_TAREFA_: Quais regimes iniciais de cumprimento de pena são citados no texto sobre as agressões entre João e Rosa?

_TEXTO SELECIONADO_:

Imaginemos que João e Rosa sejam um casal. Num belo dia, Rosa decide agredir João com um soco, por estar enciumada após ver algo nas redes sociais dele. Nesse mesmo dia, João, horas depois, decide desferir contra ela um soco de igual intensidade àquele desferido por Rosa contra ele anteriormente. As duas agressões produziram lesões corporais leves. Nenhum dos dois agiu em legítima defesa.
Dito isso, é de se imaginar que as consequências jurídicas para ambos sejam as mesmas, correto? Na realidade, não é assim que funciona no Brasil, pois aqui há algumas enormes diferenças para essas condutas.
CAPITULAÇÃO DO CRIME
A primeira diferença é que João praticou o crime de lesão corporal em contexto de violência doméstica contra a mulher, crime esse previsto no art. 129, § 13, do Código Penal, com uma pena de reclusão de 1 (um) a 4 (quatro) anos.
Rosa, por outro lado, praticou o crime de lesão corporal em contexto de violência doméstica, previsto no art. 129 § 9º, do Código Penal, com pena de detenção de 3 (três) meses a 3 (três) anos.
De acordo com o Código Penal, a pena de reclusão é mais grave do que a de detenção, pois aquela (reclusão) admite regime inicial fechado, enquanto essa (detenção) não admite regime inicial fechado, admitindo somente regimes iniciais semiaberto ou aberto.

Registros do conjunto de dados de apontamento
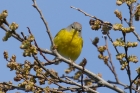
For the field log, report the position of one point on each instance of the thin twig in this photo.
(44, 21)
(113, 68)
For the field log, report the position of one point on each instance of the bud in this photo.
(13, 26)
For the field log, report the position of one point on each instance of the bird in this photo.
(69, 42)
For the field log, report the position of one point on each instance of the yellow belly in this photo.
(68, 45)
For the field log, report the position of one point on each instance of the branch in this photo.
(45, 22)
(112, 66)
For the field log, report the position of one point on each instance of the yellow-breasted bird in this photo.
(69, 41)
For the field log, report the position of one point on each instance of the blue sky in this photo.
(59, 15)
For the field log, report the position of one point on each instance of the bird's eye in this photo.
(72, 26)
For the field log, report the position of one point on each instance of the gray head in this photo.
(76, 26)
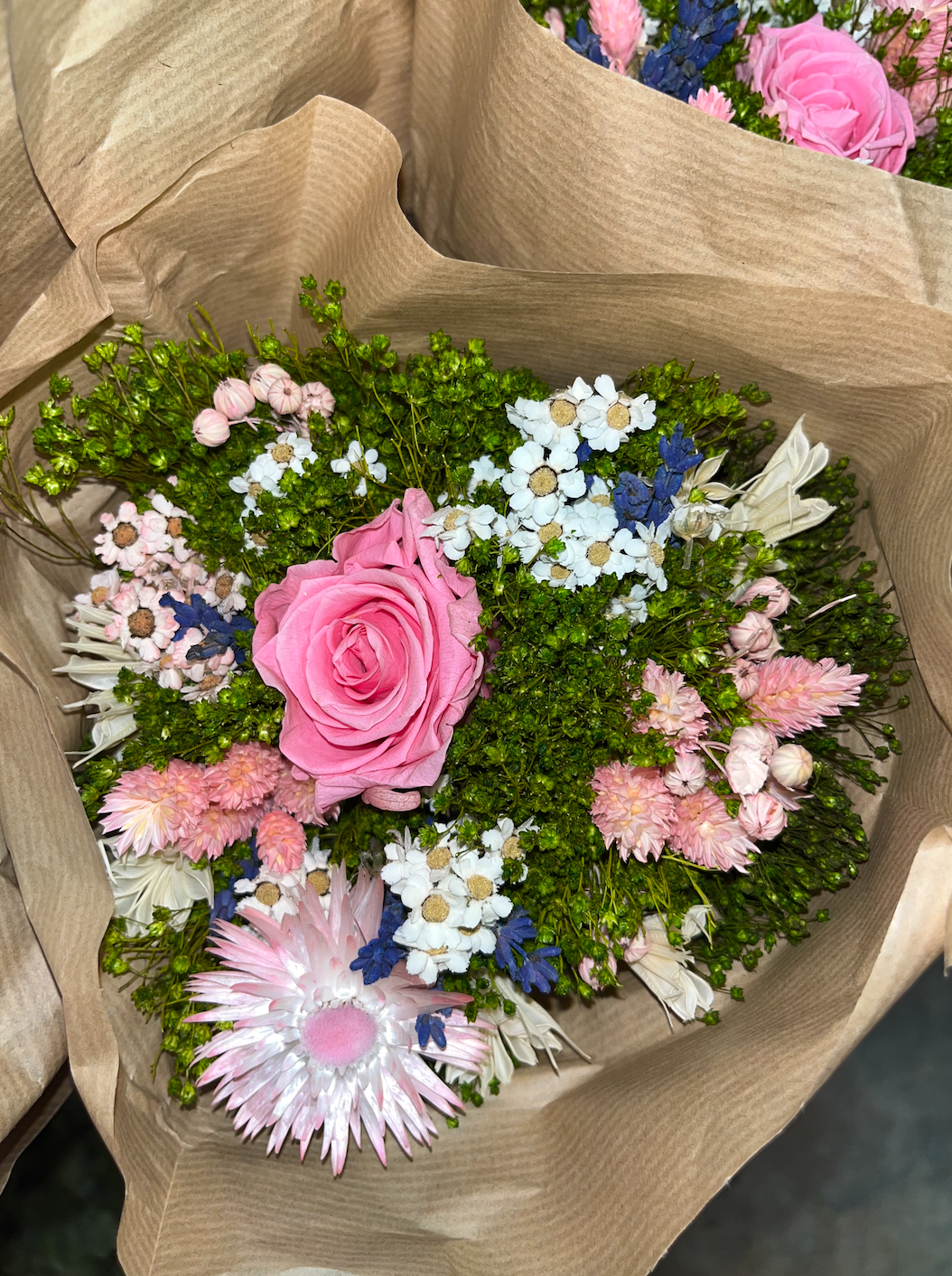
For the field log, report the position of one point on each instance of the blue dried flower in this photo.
(586, 43)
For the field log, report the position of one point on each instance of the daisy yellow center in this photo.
(438, 858)
(543, 482)
(435, 909)
(562, 411)
(618, 417)
(321, 880)
(339, 1035)
(124, 535)
(479, 887)
(142, 623)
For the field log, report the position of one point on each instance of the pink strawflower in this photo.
(313, 1046)
(618, 24)
(281, 841)
(714, 102)
(705, 833)
(215, 830)
(762, 817)
(245, 776)
(795, 693)
(633, 808)
(677, 711)
(154, 808)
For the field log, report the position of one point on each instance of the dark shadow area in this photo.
(860, 1185)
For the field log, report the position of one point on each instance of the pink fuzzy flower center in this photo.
(339, 1037)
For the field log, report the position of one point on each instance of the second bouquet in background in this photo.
(419, 690)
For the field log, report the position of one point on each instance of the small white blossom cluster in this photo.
(452, 895)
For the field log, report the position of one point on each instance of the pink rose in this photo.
(828, 93)
(371, 651)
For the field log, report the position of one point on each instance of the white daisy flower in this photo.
(608, 418)
(456, 526)
(553, 421)
(633, 606)
(537, 482)
(649, 551)
(364, 462)
(482, 471)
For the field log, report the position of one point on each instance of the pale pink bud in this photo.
(762, 817)
(587, 965)
(776, 594)
(263, 378)
(754, 637)
(714, 102)
(791, 765)
(210, 427)
(745, 678)
(686, 774)
(285, 396)
(556, 25)
(234, 399)
(756, 737)
(747, 772)
(317, 399)
(618, 24)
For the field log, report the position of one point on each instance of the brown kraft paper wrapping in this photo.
(600, 1168)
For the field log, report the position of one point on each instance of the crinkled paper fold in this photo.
(596, 1169)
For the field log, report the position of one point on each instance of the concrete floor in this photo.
(860, 1185)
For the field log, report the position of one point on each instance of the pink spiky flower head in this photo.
(313, 1046)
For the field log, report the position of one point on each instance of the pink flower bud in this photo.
(747, 772)
(791, 765)
(263, 378)
(762, 817)
(776, 594)
(285, 396)
(210, 427)
(587, 965)
(754, 637)
(745, 678)
(234, 399)
(686, 774)
(317, 399)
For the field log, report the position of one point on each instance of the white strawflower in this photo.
(456, 526)
(482, 471)
(537, 480)
(553, 421)
(364, 462)
(609, 418)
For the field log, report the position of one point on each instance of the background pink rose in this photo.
(828, 93)
(371, 651)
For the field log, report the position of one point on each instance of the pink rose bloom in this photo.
(371, 652)
(828, 93)
(754, 637)
(776, 594)
(714, 102)
(762, 817)
(921, 96)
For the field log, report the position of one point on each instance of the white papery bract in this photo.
(313, 1046)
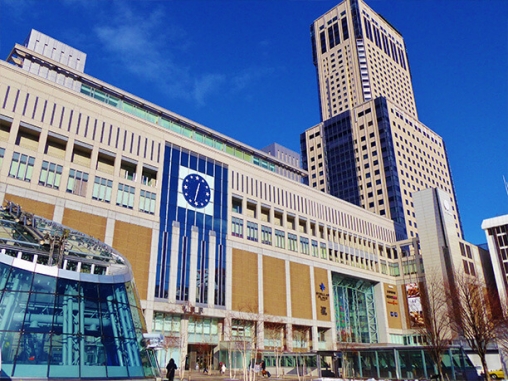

_RESPOSTA À TAREFA_: Fechado, semiaberto e aberto.